Regulação de preços em transporte rodoviário: um gol contra do Brasil

Tendência mundial é pelo abandono de interferência em preços no transporte rodoviário

No meio da Copa do Mundo de futebol o Congresso está prestes a fazer um gol contra, ao introduzir a tabela de preços do transporte de frete. Os preceitos econômicos e a experiência internacional são claros: não é aconselhável a utilização de mecanismos de controle de preços como instrumento regulatório em mercados aptos a soluções competitivas, como é o caso do setor de transporte rodoviário de carga no Brasil.

A princípio, a regulação de preços finais só deve ser introduzida quando falhas de mercado impeçam a ocorrência de resultados competitivos autônomos. Na ausência dessas falhas de mercado, o uso do mecanismo de controle de preços pode trazer vários efeitos deletérios para a economia, como colusão, aumento da informalidade, alocação ineficiente de recursos e excesso de oferta.

De fato, no âmbito internacional o controle de preços de frete não é apenas uma prática extremamente rara, como a tendência é pelo abandono completo de qualquer tipo de interferência em preços no setor de transporte rodoviário de carga. Quase nenhum país regula preços do setor e poucos têm algum mecanismo não vinculante de guia de preços.

Entretanto, mesmo guias ou preços de referência podem facilitar colusão, em especial quando implementados por órgão de classe. É o caso da Colômbia, onde esforços de liberalização de preços têm sido frustrados pelo monitoramento e punição de transportadores por parte de associações de classe que impõem regras que deveriam ser não vinculantes. 

A tendência mundial, seja entre países da OCDE ou emergentes, aponta para a remoção completa de quaisquer interferências na determinação de preços de frete. Entre 1998 e 2003, vários países removeram medidas de controle de preços de frete. A Espanha abandonou controle de preços, guias e qualquer interferência por meio de associações de classe; Israel e Itália deixaram o controle de preços; os EUA proibiram associações de classe de criar ou implementar guias de preços. Entre 2003 e 2008, a Grécia deixou a elaboração de guias de preços pelo governo e aboliu a participação de associações na criação ou implementação dessas tabelas.

### Instruções 1
Traduza para o inglês esta frase do texto sobre regulação de preços do frete: "Entre 1998 e 2003, vários países removeram medidas de controle de preços de frete."
### Instruções 2
Responda com base no texto sobre regulação de preços do frete:
(a) Em que país associações de classe têm frustrado esforços de liberalização de preços?
(b) O que os EUA proibiram as associações de classe de fazer?
(c) Que país deixou a elaboração de guias de preços pelo governo entre 2003 e 2008?
### Instruções 3
Por favor, retome o texto sobre regulação de preços do frete logo após a última frase apresentada.

### Linhas listadas
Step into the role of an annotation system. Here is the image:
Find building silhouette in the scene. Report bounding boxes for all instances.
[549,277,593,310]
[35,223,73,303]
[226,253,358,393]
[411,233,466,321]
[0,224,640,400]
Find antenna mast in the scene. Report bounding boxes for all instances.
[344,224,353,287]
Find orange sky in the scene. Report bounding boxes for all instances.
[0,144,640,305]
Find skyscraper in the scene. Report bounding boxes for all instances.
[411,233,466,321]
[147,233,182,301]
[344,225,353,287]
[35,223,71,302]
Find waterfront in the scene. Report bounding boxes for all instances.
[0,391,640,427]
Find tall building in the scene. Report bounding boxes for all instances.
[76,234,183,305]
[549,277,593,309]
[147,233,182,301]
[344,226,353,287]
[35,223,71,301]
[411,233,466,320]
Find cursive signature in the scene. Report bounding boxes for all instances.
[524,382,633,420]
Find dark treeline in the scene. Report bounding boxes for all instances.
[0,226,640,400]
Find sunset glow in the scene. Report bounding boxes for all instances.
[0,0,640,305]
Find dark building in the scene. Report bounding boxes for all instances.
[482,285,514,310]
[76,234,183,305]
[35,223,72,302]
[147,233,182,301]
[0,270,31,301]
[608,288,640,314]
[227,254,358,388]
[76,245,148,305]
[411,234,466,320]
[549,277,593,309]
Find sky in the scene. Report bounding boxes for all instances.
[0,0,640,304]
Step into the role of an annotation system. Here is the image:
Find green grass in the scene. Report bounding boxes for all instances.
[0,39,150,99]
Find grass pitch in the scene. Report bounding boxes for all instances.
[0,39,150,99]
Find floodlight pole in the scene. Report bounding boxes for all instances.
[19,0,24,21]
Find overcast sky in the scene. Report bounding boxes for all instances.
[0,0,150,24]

* * *

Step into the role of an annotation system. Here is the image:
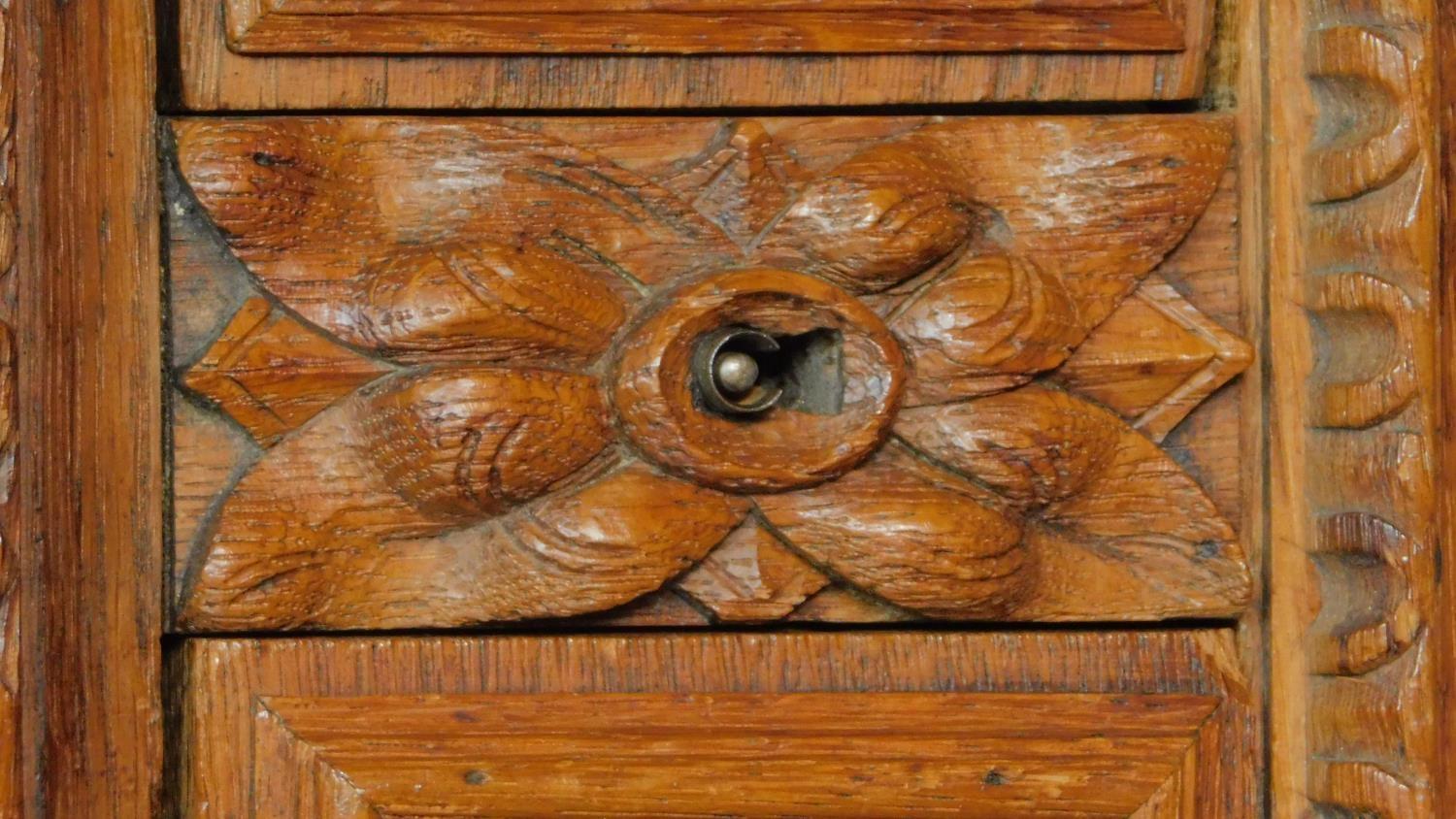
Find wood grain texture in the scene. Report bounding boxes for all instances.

--

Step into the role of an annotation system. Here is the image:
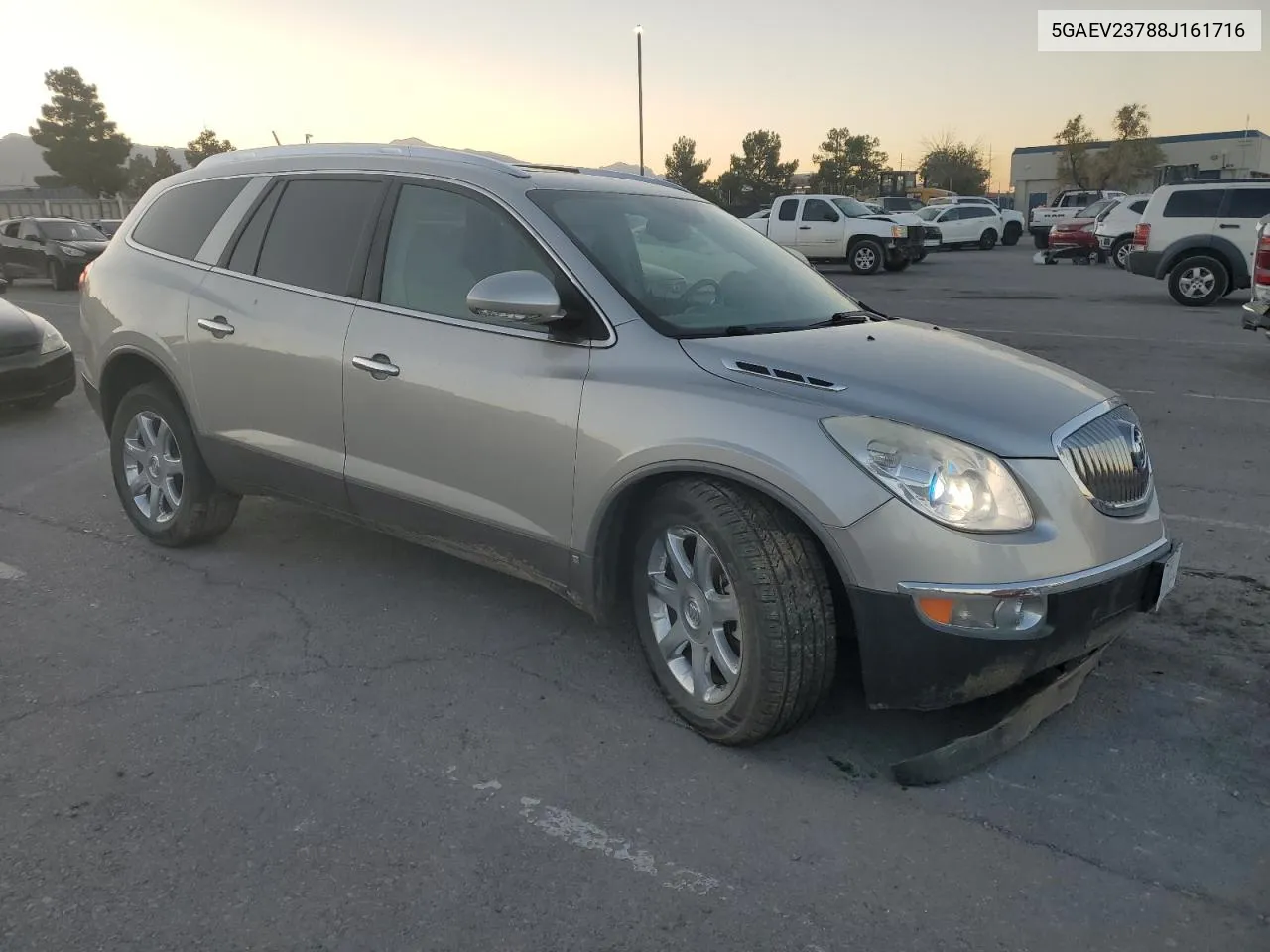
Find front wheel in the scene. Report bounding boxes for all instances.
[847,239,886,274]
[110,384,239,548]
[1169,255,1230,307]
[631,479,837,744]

### Resultado do exercício 1
Between 1998 and 2003, several countries removed freight price control measures.

### Resultado do exercício 2
(a) Colômbia.
(b) Criar ou implementar guias de preços.
(c) Grécia.

### Resultado do exercício 3
Ainda na década de 80 e início dos anos 90, a evidência empírica mostra que países que adotaram medidas de estímulo a concorrência no setor, incluindo a remoção do controle de preços de frete — como EUA, México, Indonésia, Hungria, Polônia, República Tcheca e Ruanda — obtiveram resultados positivos, sobretudo em termos de custos e qualidade dos serviços (Teravaninthorn & Raballand 2008U.S. Federal Trade Commission, 2007).

Mesmo em circunstâncias específicas nas quais o governo considere a regulação de preços finais como uma saída, a experiência internacional mostra que instrumentos regulatórios alternativos podem satisfazer os mesmos objetivos causando menos distorções.

Um sistema de monitoramento de insumos relevantes ao setor pode reduzir a assimetria de informação entre transportadores e contratantes, sendo uma solução menos disruptiva do que o controle ou mesmo monitoramento de preços finais. Alguns países da Europa, incluindo a França, adotam esse tipo de sistema.

Menos distorcido do que o controle de preços, porém mais arriscado do que o mero monitoramento, outra opção é o estabelecimento de preços de referência. Entretanto, este modelo pode facilitar a colusão, além de estar invariavelmente desconectado da dinâmica atual de preços de mercado, dada a flutuação de preços dos vários insumos considerados na formação do preço final de frete rodoviário.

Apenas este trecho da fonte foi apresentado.